Short task: Please swap "clear sky" for "open sky" everywhere it appears in the records below, keeping everything else the same.
···
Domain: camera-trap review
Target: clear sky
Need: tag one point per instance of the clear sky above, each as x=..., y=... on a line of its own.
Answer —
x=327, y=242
···
Solution for this task:
Domain: camera-trap review
Target: open sky
Need: tag one point per instance of the open sky above, each as x=..., y=... on a line of its own.
Answer —
x=327, y=242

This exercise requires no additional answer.